▽
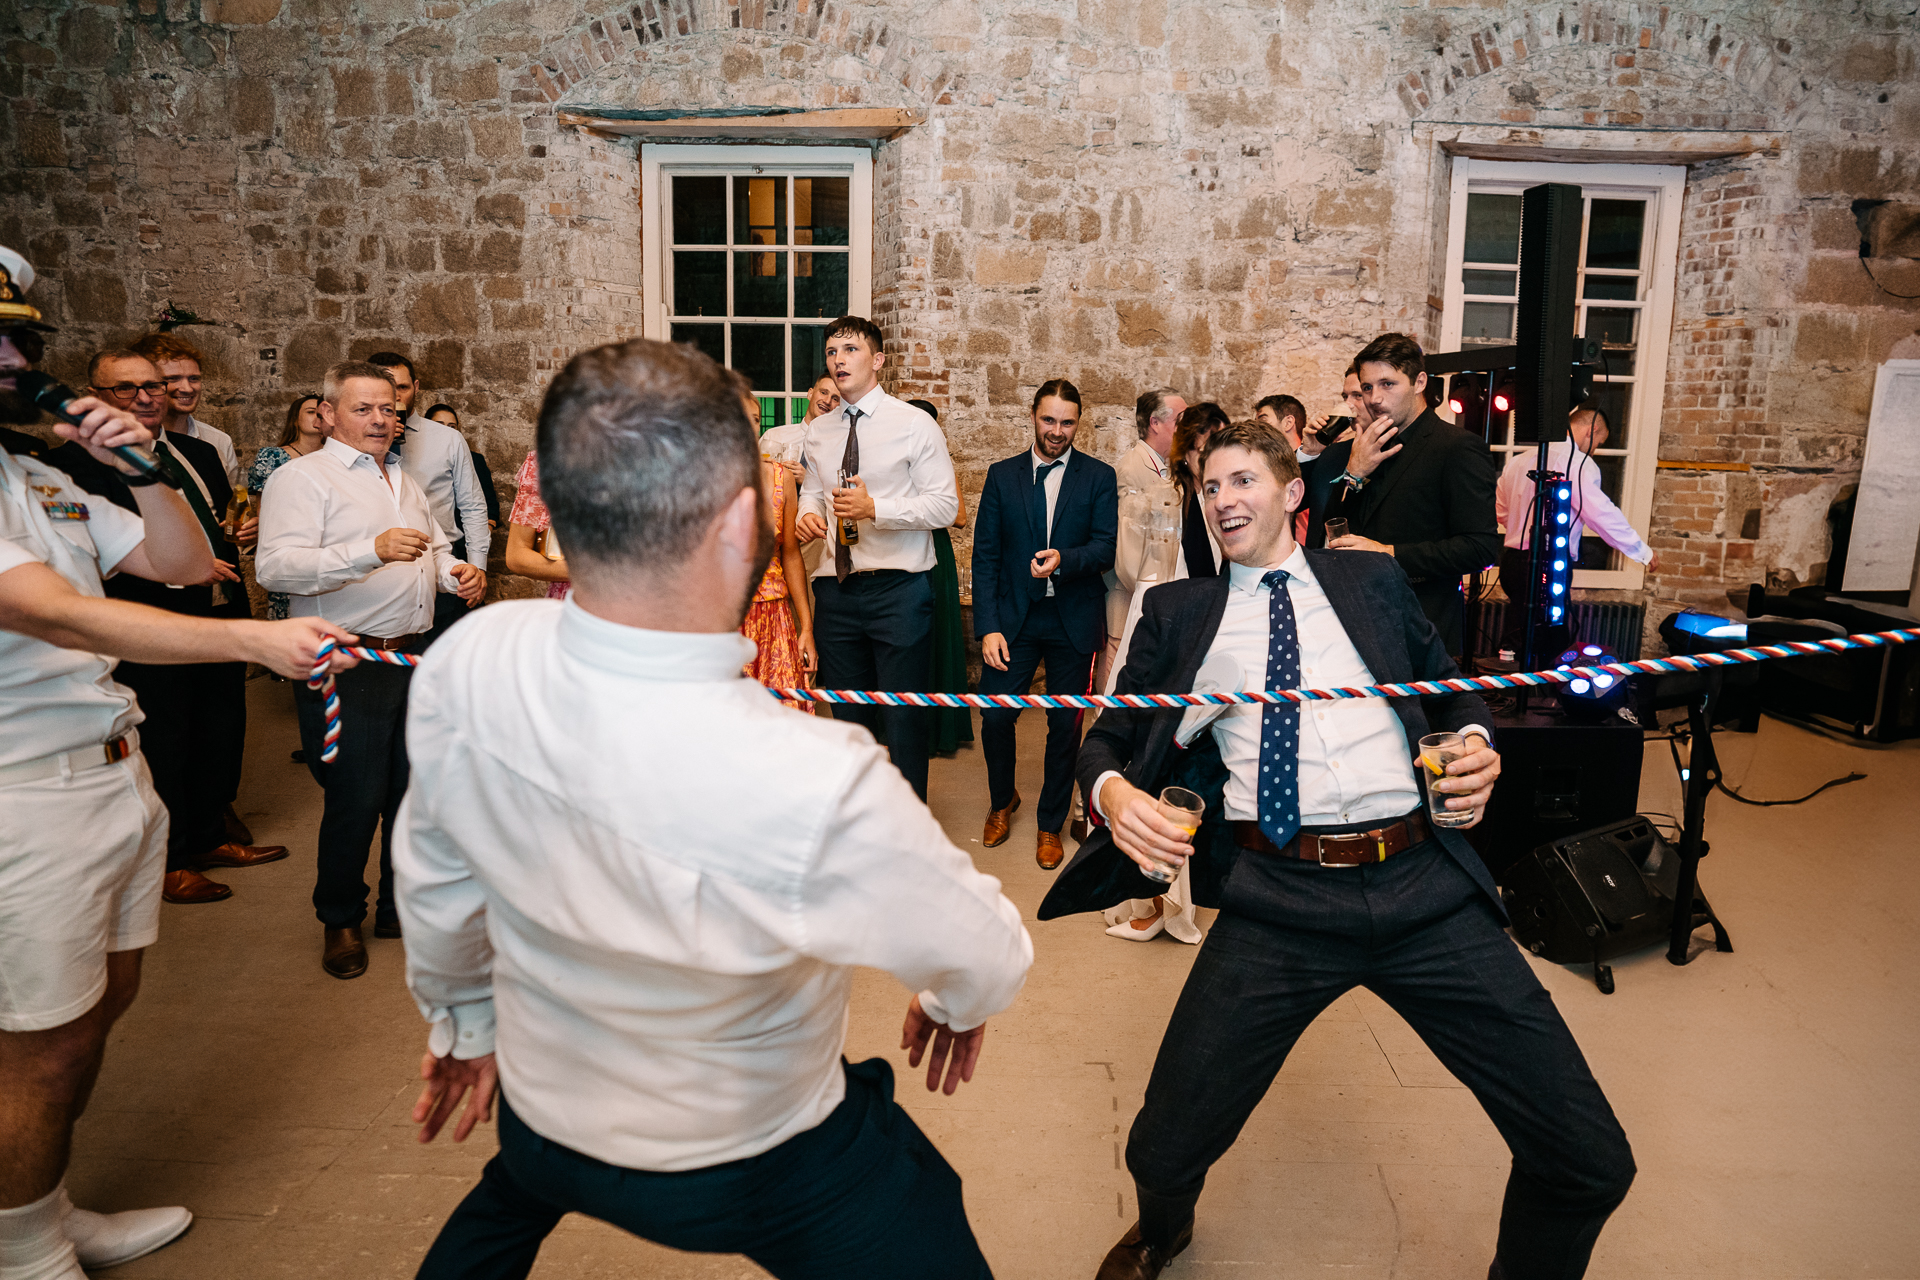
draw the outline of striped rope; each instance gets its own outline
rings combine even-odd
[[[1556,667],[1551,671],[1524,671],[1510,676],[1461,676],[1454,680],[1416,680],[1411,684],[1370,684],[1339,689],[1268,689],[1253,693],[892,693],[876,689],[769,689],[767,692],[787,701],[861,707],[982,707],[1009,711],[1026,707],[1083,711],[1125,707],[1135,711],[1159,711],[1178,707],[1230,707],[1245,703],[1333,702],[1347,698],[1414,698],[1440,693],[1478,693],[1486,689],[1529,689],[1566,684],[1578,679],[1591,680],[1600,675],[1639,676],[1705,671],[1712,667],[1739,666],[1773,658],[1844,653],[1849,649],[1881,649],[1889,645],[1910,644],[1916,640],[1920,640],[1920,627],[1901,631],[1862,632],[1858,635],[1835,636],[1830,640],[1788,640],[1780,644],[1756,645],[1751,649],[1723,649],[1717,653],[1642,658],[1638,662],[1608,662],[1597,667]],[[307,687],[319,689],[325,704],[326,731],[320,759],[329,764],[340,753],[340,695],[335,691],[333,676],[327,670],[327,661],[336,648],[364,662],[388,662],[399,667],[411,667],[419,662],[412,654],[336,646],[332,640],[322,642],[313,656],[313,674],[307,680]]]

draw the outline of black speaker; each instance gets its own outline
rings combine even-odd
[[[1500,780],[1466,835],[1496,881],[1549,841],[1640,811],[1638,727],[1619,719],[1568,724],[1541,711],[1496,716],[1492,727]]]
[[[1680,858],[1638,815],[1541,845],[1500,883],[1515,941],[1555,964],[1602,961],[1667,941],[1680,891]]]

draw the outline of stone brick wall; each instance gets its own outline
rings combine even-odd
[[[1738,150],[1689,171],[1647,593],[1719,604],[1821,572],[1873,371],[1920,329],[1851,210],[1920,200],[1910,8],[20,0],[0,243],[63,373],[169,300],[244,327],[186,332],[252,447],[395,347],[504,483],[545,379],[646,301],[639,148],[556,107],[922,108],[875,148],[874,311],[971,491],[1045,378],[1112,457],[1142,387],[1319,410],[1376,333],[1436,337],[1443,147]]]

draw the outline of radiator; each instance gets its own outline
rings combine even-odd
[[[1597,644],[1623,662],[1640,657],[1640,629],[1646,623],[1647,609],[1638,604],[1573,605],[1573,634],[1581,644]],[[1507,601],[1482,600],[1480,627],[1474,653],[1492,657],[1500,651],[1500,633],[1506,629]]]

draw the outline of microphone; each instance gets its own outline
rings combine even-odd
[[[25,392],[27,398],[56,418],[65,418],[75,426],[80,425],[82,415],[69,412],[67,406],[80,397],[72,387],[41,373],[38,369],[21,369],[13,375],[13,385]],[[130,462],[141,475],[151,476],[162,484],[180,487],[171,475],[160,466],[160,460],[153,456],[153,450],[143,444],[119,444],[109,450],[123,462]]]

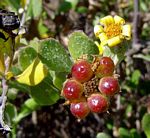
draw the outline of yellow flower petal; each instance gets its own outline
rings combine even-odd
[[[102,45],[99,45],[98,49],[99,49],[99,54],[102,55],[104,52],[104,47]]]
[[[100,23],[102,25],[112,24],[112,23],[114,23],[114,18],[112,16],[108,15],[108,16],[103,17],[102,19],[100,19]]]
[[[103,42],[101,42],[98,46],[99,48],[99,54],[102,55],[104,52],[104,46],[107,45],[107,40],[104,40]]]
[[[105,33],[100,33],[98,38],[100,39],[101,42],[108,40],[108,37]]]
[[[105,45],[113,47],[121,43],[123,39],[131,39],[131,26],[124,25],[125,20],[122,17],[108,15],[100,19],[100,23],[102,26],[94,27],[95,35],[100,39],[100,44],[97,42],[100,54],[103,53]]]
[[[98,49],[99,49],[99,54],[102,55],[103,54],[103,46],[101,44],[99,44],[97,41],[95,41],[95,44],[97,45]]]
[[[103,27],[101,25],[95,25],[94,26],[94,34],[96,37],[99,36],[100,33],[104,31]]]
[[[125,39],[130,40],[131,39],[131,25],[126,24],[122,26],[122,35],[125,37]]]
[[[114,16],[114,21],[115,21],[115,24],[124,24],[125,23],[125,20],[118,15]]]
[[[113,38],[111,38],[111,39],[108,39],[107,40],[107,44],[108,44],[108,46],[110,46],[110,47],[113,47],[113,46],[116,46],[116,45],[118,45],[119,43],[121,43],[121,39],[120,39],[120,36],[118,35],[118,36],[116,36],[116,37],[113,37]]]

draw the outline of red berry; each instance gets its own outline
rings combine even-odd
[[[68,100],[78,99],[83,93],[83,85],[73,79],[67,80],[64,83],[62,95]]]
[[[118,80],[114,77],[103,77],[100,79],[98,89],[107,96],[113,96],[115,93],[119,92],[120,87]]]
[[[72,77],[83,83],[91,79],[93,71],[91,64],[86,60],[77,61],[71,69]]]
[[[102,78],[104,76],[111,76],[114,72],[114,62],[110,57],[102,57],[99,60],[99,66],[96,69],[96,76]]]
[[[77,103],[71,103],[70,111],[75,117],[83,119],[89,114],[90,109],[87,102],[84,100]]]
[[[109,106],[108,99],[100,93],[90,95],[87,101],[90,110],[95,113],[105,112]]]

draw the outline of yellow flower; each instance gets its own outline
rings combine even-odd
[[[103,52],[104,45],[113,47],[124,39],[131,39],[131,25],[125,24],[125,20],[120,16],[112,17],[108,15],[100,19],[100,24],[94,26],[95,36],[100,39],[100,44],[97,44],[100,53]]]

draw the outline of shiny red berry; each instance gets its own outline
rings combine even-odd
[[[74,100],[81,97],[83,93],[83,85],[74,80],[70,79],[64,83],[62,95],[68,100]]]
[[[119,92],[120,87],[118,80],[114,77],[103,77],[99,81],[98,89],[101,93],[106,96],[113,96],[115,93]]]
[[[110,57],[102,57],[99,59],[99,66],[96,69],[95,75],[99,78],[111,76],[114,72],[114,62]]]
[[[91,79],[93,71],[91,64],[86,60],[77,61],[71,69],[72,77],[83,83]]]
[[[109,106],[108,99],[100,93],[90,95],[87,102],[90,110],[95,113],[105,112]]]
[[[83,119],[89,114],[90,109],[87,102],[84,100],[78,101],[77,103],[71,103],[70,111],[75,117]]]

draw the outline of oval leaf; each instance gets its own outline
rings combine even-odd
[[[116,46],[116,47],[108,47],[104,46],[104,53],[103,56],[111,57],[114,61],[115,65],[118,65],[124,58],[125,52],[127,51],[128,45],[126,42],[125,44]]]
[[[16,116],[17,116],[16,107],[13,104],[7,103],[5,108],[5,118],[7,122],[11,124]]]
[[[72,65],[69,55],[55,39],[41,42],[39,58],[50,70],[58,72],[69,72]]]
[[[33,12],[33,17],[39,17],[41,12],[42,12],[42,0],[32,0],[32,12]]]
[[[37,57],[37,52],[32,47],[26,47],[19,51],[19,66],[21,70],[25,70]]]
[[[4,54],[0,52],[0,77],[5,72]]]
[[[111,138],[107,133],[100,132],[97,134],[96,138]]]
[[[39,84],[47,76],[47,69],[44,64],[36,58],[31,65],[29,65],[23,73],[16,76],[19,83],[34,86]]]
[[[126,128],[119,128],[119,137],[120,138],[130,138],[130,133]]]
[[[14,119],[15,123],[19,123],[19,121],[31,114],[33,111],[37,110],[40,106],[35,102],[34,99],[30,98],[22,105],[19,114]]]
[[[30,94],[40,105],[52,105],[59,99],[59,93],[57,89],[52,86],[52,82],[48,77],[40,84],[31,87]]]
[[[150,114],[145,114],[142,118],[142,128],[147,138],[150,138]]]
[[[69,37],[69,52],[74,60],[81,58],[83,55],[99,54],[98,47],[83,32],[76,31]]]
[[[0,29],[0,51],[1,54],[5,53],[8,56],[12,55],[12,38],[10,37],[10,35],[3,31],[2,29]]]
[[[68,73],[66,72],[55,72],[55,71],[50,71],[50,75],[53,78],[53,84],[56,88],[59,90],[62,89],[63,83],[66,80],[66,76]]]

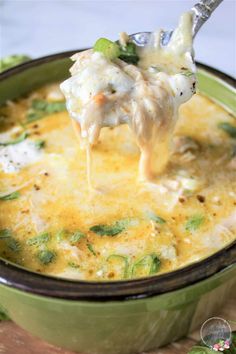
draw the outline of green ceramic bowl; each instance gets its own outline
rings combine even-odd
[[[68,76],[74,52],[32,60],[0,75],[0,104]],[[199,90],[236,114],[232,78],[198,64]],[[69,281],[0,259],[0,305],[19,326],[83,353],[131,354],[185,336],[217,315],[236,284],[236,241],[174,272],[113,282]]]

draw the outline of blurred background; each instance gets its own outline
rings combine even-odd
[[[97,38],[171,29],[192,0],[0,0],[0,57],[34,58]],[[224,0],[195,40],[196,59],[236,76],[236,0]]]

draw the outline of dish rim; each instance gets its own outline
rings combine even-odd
△
# WORK TO BE COMPLETED:
Copy exactly, and only, the lines from the line containing "draw the outline of dish" to the end of the listing, with both ends included.

# WRITTEN SOLUTION:
draw the outline of dish rim; each instance gets its own outline
rings combine even-odd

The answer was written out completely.